PROBLEM SET ::
1. In the text on correlation, switch "unitless" to "dimensionless" and write out everything from "Correlation is a" down to "between -1 and 1.".
2. According to the text on correlation, what method generates the correlation presented in this application?
3. Pick up the text on correlation after its final sentence and write the next part.

TEXT TO READ ::
* Start *

Correlation is a statistical measurement used to quantify the strength and direction of
a linear relationship.
\(\bullet\) This value is unitless, and thus is not affected by location and scale of the variables,
and bound between -1 and 1.
\(\bullet\) It is typically denoted by \(r\) or by \(\rho\).
\(\bullet\) A correlation of -1 would mean that the data have a perfectly negative relationship, which would appear in the scatterplot as
a perfect line with a negative slope.
\(\bullet\) Similarly, a correlation of 1 would mean that the data are perfectly positively correlated, which would appear in the scatterplot as a perfect line
with a positive slope.
\(\bullet\) If data have no relationship, they would have a correlation of 0, and would appear as a random
scatter of points in the scatterplot.
\(\bullet\) The correlation presented in this application is generated using the Pearson
Correlation Coefficient method.

* End *

RAW DATA ::
* Start *

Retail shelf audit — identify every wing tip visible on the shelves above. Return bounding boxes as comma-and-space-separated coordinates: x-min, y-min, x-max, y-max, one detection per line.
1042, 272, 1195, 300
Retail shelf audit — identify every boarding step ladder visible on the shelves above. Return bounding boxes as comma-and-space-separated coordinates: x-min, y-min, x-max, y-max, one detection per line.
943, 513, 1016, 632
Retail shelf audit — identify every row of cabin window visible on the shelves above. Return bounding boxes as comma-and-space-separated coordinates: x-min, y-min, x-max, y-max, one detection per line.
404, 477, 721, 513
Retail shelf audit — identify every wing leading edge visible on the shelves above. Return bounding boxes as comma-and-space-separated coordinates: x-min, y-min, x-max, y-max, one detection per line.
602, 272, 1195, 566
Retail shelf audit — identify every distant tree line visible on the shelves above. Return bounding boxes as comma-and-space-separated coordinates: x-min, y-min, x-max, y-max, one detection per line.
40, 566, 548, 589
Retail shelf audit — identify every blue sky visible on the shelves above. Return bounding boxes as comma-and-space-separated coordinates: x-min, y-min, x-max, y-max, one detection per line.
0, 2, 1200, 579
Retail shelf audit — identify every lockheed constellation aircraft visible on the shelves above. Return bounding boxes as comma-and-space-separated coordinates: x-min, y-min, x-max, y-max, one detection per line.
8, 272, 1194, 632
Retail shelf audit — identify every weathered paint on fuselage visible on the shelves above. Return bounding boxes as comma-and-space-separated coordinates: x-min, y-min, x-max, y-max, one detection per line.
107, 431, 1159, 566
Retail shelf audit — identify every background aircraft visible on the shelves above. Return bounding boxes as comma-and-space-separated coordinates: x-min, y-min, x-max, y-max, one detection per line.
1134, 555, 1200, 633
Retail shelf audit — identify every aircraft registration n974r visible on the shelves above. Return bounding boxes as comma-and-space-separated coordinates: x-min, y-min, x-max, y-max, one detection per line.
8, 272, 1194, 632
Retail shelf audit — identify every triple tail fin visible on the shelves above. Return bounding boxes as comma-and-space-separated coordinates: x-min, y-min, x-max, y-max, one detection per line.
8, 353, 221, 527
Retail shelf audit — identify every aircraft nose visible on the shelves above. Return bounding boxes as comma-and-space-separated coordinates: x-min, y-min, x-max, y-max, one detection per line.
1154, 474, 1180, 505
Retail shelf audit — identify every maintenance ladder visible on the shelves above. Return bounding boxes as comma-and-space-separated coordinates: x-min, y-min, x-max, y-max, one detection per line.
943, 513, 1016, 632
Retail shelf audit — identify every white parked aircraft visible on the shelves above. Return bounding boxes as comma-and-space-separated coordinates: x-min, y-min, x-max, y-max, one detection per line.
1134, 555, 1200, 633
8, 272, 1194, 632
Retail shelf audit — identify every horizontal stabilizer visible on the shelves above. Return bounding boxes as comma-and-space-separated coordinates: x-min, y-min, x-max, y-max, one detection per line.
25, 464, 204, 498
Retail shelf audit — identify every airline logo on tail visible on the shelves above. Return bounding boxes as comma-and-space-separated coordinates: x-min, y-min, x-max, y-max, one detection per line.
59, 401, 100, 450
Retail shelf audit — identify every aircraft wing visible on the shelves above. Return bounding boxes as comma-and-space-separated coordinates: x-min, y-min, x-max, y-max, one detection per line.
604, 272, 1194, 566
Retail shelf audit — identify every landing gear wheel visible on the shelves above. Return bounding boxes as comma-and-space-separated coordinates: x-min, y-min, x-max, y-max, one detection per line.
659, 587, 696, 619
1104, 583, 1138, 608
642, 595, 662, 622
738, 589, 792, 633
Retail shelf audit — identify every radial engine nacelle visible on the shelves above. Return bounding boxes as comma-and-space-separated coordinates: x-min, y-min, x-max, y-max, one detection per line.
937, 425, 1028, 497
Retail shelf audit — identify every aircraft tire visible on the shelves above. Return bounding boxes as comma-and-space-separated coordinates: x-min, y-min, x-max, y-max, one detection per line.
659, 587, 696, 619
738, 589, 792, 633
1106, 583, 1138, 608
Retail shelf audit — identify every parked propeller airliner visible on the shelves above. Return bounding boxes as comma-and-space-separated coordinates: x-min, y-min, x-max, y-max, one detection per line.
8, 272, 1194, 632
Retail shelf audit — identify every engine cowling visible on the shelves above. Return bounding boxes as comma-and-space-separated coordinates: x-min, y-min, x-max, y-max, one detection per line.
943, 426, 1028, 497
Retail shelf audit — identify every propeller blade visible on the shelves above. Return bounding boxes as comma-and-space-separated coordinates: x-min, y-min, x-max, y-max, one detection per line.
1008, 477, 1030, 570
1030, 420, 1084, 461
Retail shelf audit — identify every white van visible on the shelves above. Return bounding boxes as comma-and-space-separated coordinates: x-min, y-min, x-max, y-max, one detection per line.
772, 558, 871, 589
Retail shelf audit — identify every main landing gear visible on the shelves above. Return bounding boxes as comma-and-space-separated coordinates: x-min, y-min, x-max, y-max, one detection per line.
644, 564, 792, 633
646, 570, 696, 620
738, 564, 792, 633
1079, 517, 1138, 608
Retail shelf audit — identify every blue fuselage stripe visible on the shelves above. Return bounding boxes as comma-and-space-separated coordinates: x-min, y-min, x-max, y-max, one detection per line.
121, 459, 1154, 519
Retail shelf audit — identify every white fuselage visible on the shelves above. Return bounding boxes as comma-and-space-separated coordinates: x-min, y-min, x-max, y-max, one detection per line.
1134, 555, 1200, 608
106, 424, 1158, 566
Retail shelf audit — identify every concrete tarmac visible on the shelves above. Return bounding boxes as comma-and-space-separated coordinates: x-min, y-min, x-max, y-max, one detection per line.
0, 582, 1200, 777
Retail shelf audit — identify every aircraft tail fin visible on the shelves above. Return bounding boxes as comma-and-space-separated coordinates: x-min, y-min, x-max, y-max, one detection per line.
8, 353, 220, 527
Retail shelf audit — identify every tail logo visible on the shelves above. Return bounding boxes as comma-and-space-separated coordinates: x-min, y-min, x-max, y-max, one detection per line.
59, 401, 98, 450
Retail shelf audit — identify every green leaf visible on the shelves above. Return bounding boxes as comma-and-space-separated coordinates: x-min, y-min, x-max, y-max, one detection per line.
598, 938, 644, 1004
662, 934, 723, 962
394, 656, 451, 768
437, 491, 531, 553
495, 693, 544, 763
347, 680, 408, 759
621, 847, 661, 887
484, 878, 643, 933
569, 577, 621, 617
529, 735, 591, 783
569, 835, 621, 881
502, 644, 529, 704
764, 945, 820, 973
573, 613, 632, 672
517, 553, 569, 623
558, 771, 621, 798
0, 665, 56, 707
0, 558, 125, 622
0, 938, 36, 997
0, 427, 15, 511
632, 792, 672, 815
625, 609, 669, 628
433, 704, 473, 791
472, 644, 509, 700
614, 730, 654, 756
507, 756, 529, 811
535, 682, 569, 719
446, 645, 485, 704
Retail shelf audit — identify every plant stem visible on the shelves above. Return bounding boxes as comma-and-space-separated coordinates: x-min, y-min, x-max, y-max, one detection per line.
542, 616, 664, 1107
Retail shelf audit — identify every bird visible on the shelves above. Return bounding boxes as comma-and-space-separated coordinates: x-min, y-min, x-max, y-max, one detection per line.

* End *

EXPECTED OUTPUTS ::
1.
Correlation is a statistical measurement used to quantify the strength and direction of
a linear relationship.
\(\bullet\) This value is dimensionless, and thus is not affected by location and scale of the variables,
and bound between -1 and 1.

2. The Pearson Correlation Coefficient method.

3.
\(\bullet\) The formula used to calculate this is value is \({1\over n-1}\sum_{i=1}^n{(x_i-\bar{x})(y_i-\bar{y})\over s_xs_y}\)
Often, we wish to predict the value of some variable, called the response, based on
the value of another linearly related variable, called the explanatory. This idea is called linear regression.
We will deal with simple linear regression, which makes use of a single response and predictor.
In order to estimate the response variable based on the explanatory we will fit a line,
also called a model, to the data. This line is called the least squares regression line, and it attempts to
minimize the deviations of the points from the line, or the residuals.
\(\bullet\) The population regression line is: \(Y=\beta_o+\beta_1X\)
\(\bullet\) When given a random sample of data, we estimate this by: \(\hat{y}=b_0+b_1x\)
\(\bullet\)To assess, whether or not the estimated line is the best line we can look at two values.
\(\qquad\circ\) We can minimize a value called the sum of squared errors, denoted \(SSE=\sum_{i=1}^n(y_i-\hat{y_i})^2\).
\(\qquad\circ\) Equivalently, we can maximize a value called the coefficient of determination. We denote this value as
\(R^2=1-{SSE \over SST}\), where \(SST=\sum_{i=1}^n(y_i-\bar{y})^2\)